[Data listing]
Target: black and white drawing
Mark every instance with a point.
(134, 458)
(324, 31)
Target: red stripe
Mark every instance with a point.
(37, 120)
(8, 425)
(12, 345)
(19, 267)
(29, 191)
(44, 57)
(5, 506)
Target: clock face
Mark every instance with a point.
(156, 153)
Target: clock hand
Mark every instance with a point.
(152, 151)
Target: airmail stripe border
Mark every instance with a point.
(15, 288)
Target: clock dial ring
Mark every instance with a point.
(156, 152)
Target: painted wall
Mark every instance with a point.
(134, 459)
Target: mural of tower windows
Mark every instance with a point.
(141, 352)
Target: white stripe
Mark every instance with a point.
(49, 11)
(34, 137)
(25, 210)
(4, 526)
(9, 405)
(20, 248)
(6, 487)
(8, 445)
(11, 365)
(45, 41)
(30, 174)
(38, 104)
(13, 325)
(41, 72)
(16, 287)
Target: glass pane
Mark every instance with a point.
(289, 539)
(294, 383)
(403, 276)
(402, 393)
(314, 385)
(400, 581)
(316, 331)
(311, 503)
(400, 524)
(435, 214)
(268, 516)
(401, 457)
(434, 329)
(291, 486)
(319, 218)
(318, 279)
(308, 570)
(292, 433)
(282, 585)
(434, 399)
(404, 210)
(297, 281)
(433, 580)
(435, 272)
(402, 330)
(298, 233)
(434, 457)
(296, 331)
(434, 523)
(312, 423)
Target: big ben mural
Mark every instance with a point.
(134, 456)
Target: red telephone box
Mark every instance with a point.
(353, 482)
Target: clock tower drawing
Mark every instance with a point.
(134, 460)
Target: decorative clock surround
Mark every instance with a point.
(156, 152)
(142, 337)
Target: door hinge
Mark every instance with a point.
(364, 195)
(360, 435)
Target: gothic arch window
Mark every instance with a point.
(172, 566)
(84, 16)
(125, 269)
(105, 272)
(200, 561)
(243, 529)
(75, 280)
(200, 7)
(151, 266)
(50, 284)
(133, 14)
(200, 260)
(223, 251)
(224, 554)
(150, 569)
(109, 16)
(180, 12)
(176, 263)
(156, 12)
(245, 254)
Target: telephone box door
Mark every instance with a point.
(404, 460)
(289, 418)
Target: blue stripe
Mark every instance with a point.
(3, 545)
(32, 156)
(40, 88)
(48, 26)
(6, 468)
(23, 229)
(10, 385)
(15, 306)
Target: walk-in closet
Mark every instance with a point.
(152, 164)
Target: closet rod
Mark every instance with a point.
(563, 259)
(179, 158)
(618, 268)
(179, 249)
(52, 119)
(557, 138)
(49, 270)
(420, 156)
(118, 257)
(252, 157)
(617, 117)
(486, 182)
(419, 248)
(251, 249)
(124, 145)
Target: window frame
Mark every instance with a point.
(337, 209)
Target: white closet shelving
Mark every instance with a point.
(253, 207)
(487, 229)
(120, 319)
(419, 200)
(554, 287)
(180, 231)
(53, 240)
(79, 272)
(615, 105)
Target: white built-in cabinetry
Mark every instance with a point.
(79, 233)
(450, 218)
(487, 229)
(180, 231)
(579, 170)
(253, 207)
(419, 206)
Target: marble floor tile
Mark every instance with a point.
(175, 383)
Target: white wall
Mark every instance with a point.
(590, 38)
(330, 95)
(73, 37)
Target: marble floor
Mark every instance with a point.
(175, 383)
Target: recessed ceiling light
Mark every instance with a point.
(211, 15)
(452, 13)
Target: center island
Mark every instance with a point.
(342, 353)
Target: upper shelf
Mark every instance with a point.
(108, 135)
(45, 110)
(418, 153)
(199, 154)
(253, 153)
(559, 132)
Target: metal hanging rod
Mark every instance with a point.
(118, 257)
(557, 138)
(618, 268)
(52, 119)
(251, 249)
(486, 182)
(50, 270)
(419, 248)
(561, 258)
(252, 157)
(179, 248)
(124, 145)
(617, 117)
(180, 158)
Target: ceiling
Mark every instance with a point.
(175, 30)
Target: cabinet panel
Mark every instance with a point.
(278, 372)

• [Exercise requirements]
Rewrite every item in the data listing above, changing "Mark every instance with a point" to "Place a point on each instance" and leaving the rest untouched.

• [Result below]
Target: black and white drawing
Place a point on each instance.
(134, 458)
(324, 31)
Target: red stripe
Place a point on each instance.
(37, 120)
(8, 425)
(12, 345)
(19, 267)
(29, 191)
(44, 57)
(5, 506)
Target: clock face
Place a point on each instance.
(156, 153)
Target: clock hand
Place a point on each instance.
(152, 151)
Target: airmail stripe border
Place a point on each instance.
(15, 288)
Target: clock dial ring
Place a point on each instance.
(156, 152)
Target: painted wall
Place a point on each instance.
(134, 459)
Target: mural of tower windows
Place a point on each instance.
(141, 352)
Target: white stripe
Place a point on each instance.
(49, 11)
(34, 137)
(25, 210)
(4, 526)
(9, 405)
(20, 248)
(6, 487)
(8, 445)
(11, 365)
(45, 41)
(30, 174)
(38, 104)
(13, 325)
(41, 72)
(16, 287)
Target: glass pane
Place a point on each instance.
(289, 539)
(294, 383)
(403, 276)
(402, 393)
(314, 385)
(400, 581)
(316, 331)
(311, 503)
(400, 524)
(435, 214)
(268, 516)
(401, 457)
(434, 329)
(291, 486)
(319, 218)
(318, 279)
(308, 570)
(292, 433)
(282, 585)
(434, 399)
(404, 210)
(297, 281)
(433, 580)
(435, 272)
(402, 330)
(298, 233)
(434, 457)
(296, 331)
(434, 523)
(312, 423)
Target: big ben mural
Place a point on each instance.
(134, 456)
Target: red telephone box
Place a point on each instance.
(353, 482)
Target: clock tower drawing
Place a point on each instance.
(134, 460)
Target: decorative clock surround
Place a point on each instance.
(156, 152)
(142, 337)
Target: door hinge
Place a point on each instance.
(364, 195)
(360, 435)
Target: gothic arch window
Place a point on each instance.
(172, 566)
(84, 16)
(125, 269)
(105, 272)
(200, 561)
(243, 529)
(75, 280)
(200, 7)
(151, 266)
(50, 284)
(133, 14)
(200, 260)
(223, 251)
(224, 554)
(150, 569)
(109, 16)
(180, 12)
(176, 263)
(156, 12)
(245, 254)
Target: telephone box door
Place a point on each instance.
(404, 460)
(289, 418)
Target: blue stripe
Place a point on each instance.
(3, 545)
(32, 156)
(40, 88)
(48, 26)
(6, 468)
(23, 229)
(10, 385)
(15, 306)
Target: walk-in closet
Place a point on each instance.
(152, 164)
Target: closet rod
Place a point on each instance.
(563, 259)
(179, 158)
(618, 268)
(179, 249)
(52, 119)
(557, 138)
(49, 270)
(420, 156)
(118, 257)
(252, 157)
(617, 117)
(486, 182)
(419, 248)
(251, 249)
(124, 145)
Target: window frame
Place a point on each instance.
(337, 209)
Target: white closet shelving
Place a point on each instance.
(253, 207)
(487, 229)
(120, 319)
(419, 200)
(554, 287)
(180, 231)
(53, 240)
(79, 272)
(615, 105)
Target: white built-in cabinetry
Place a point on each instance.
(79, 233)
(450, 218)
(487, 229)
(180, 231)
(579, 170)
(253, 207)
(419, 206)
Target: marble floor tile
Place a point on each instance.
(175, 383)
Target: white wall
Place a point on each instance.
(590, 38)
(330, 95)
(73, 37)
Target: marble floor
Place a point on each instance.
(175, 383)
Target: recessed ceiling light
Place a point on each instance.
(211, 15)
(452, 13)
Target: center island
Place a point on each instance.
(342, 353)
Target: upper shelf
Place a point on each instance.
(108, 135)
(45, 110)
(418, 153)
(199, 154)
(253, 153)
(559, 132)
Target: metal hanging rod
Place a point on each instance.
(118, 257)
(557, 138)
(618, 268)
(52, 119)
(251, 249)
(486, 182)
(50, 270)
(419, 248)
(561, 258)
(252, 157)
(179, 248)
(124, 145)
(617, 117)
(180, 158)
Target: ceiling
Place a point on each instance.
(175, 30)
Target: cabinet panel
Place a point on each instance.
(278, 372)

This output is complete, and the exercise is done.